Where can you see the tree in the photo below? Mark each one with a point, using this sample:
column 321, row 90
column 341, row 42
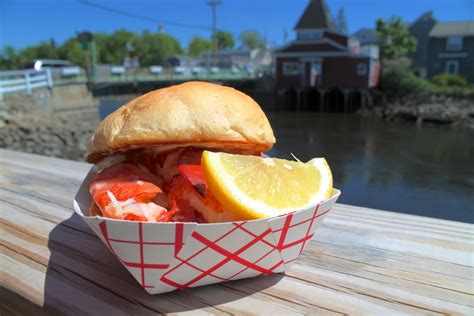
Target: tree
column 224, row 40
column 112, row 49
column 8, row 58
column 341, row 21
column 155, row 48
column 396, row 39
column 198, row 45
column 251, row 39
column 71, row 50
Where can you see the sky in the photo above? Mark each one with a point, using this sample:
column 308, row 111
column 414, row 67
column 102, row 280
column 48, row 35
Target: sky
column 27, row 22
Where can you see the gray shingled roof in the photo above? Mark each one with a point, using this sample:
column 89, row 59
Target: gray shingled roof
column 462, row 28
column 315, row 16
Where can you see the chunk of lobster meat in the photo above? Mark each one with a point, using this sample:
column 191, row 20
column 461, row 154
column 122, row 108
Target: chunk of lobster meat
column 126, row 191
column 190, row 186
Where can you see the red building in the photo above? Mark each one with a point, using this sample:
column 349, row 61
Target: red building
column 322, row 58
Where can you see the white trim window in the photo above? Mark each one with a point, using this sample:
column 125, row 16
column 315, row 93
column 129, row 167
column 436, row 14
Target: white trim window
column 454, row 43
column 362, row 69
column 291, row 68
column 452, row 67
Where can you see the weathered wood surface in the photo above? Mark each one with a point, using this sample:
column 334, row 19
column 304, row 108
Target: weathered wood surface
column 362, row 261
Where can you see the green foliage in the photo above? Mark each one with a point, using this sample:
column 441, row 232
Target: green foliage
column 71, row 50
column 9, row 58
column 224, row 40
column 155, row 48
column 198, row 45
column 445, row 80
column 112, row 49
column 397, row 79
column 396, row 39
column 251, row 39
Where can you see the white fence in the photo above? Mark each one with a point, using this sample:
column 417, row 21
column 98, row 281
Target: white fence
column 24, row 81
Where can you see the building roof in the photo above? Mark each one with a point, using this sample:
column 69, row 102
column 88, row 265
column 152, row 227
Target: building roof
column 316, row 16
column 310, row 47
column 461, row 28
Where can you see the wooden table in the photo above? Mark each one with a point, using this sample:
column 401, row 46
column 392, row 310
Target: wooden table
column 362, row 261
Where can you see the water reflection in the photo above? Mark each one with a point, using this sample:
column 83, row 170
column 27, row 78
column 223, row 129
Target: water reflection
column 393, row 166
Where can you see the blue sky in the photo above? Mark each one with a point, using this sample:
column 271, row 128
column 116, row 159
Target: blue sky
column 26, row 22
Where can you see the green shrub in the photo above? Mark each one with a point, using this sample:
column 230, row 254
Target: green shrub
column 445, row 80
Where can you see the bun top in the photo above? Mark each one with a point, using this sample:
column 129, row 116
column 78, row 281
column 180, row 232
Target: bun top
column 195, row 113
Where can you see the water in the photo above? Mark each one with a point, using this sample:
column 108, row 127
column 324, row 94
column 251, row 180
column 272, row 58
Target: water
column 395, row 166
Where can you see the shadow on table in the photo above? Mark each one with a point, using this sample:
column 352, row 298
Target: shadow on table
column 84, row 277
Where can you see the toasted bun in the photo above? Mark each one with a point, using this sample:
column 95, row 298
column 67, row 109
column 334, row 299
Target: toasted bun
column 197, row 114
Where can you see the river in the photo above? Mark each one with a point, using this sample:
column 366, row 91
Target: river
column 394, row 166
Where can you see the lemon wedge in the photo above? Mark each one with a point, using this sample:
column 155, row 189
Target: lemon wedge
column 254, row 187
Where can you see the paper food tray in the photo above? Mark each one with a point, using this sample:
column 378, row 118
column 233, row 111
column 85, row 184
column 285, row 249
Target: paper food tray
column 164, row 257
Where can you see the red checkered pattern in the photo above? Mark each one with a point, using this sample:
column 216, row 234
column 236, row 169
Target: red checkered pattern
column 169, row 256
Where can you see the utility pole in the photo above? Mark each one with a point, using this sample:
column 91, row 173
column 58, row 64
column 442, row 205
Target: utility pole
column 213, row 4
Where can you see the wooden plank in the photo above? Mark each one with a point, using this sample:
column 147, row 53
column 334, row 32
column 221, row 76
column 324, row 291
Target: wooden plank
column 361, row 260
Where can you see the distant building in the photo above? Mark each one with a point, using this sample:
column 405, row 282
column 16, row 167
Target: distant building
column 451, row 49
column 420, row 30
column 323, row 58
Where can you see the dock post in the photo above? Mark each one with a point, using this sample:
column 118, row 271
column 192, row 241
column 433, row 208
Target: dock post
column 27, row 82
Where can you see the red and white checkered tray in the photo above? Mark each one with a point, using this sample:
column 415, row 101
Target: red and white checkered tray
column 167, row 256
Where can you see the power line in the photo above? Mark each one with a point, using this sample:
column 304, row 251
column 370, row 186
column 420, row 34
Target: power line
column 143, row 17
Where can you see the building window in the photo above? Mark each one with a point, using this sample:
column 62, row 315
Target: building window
...
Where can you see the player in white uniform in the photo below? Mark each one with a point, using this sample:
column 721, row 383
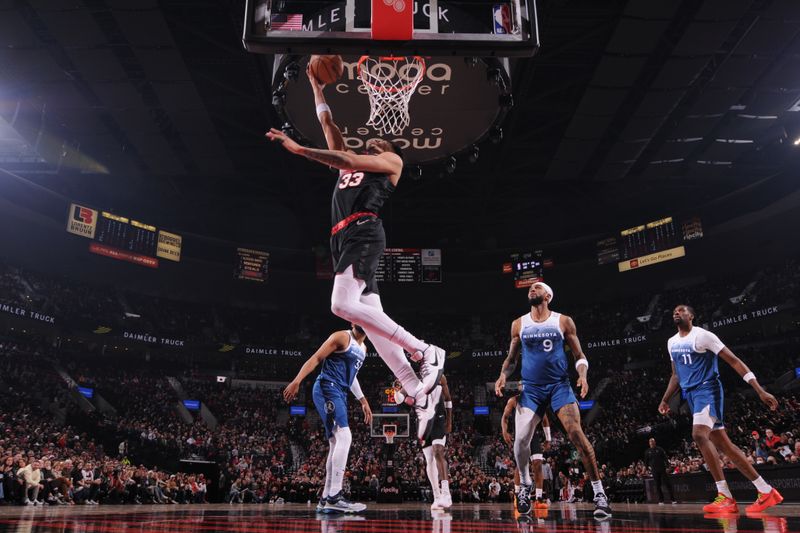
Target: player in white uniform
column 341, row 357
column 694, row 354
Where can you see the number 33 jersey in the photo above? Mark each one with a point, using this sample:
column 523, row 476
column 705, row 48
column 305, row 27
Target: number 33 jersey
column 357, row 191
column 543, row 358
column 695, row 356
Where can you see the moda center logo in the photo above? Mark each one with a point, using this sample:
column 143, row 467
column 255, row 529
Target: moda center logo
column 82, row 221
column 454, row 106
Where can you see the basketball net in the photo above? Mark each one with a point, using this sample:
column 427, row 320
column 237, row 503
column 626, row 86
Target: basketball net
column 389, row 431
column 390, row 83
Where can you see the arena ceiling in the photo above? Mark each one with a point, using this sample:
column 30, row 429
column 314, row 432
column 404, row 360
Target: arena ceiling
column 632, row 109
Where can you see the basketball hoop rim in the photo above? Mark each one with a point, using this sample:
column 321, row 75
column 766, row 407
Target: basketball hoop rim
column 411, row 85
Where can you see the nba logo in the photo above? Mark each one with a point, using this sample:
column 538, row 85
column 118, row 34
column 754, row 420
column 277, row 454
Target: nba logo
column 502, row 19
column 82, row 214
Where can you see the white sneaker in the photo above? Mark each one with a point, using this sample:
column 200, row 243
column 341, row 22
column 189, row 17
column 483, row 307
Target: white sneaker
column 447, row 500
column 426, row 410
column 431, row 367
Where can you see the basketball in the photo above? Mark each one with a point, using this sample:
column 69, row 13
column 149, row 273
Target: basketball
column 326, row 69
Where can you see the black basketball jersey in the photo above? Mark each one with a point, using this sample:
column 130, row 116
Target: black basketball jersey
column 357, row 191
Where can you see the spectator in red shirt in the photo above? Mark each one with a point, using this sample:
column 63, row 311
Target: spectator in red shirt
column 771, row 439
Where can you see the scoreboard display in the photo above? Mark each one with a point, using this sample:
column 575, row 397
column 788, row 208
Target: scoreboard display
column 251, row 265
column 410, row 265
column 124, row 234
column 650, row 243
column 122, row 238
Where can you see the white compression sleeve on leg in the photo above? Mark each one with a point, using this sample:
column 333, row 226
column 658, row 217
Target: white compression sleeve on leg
...
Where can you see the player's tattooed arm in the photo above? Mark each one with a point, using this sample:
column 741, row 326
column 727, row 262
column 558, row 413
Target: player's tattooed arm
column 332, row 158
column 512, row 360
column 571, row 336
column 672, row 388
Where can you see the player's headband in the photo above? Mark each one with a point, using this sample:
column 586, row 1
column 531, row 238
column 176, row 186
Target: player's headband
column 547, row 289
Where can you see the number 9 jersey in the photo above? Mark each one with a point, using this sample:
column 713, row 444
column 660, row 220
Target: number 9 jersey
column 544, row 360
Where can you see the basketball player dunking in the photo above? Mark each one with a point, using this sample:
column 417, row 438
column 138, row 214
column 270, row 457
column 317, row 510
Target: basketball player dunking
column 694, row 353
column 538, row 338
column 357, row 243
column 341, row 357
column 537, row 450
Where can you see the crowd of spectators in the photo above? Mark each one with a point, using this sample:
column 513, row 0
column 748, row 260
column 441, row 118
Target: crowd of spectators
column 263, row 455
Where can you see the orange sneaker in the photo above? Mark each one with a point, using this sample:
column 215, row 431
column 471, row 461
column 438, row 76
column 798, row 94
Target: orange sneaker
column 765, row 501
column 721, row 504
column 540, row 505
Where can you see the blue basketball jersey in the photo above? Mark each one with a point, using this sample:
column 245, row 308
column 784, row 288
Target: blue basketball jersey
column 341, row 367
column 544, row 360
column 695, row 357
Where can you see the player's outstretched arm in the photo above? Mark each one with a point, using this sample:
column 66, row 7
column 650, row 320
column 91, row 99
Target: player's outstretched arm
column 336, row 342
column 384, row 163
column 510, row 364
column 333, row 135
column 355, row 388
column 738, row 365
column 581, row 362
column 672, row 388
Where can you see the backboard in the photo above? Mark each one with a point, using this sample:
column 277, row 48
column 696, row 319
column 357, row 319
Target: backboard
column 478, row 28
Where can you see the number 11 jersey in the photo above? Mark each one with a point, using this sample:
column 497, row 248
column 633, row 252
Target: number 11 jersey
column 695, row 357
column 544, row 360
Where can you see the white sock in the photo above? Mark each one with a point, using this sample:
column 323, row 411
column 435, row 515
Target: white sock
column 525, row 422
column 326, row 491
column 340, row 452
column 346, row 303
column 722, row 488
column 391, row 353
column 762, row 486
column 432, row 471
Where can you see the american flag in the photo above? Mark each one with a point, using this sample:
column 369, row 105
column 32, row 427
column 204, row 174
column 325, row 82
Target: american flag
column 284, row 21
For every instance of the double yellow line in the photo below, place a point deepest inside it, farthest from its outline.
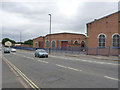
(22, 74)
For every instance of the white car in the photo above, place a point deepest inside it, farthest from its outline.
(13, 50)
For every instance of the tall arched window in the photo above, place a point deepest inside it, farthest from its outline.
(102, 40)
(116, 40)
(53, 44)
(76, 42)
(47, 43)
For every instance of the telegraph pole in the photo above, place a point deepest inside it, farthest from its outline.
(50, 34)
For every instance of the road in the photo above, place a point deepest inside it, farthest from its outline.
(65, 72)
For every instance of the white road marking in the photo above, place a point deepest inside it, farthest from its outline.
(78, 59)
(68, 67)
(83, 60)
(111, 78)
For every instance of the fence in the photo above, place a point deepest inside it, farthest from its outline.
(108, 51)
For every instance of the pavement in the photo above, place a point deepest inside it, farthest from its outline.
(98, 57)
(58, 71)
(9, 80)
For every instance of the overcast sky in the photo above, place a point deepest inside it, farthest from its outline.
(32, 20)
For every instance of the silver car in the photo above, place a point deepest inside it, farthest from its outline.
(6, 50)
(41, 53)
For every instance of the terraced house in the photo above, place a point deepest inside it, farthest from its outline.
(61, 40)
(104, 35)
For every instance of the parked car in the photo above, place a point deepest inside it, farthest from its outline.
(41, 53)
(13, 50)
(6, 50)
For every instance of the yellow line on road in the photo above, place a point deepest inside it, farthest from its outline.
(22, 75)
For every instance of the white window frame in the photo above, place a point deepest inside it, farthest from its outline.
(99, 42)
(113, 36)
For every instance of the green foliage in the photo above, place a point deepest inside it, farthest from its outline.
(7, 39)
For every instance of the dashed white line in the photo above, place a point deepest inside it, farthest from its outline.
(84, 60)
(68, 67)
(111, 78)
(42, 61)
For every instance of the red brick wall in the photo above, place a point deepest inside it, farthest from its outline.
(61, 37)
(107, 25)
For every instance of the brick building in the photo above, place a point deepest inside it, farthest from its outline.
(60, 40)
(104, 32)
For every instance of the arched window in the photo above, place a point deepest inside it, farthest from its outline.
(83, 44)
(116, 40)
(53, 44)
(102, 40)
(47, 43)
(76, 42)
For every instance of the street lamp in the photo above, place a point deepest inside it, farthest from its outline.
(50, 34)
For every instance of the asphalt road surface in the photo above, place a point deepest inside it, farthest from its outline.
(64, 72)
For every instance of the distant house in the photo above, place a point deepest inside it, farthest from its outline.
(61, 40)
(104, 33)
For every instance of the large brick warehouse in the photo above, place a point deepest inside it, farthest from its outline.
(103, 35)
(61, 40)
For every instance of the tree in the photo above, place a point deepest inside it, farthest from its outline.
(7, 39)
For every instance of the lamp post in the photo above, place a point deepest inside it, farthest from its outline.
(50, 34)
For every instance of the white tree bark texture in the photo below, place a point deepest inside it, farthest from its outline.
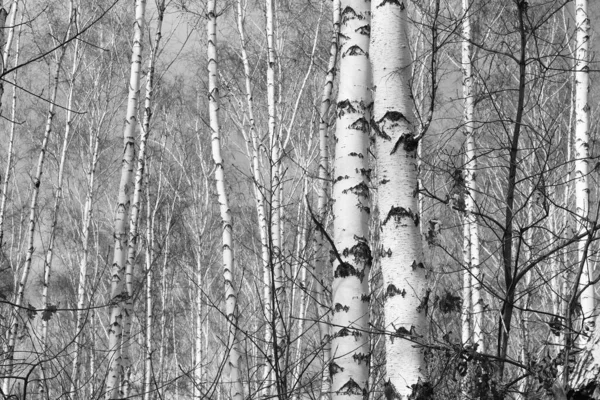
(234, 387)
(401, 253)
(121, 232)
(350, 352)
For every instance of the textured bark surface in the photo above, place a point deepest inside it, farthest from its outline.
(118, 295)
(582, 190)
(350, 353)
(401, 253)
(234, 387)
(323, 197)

- **Your objective**:
Please go line by line through the records above, copying each one that holds the string "compression".

- **Exercise result**:
Where can you see the white compression sleeve on leg in the photo above? Mark each one with a point, using this sample:
Target: white compression sleeve on leg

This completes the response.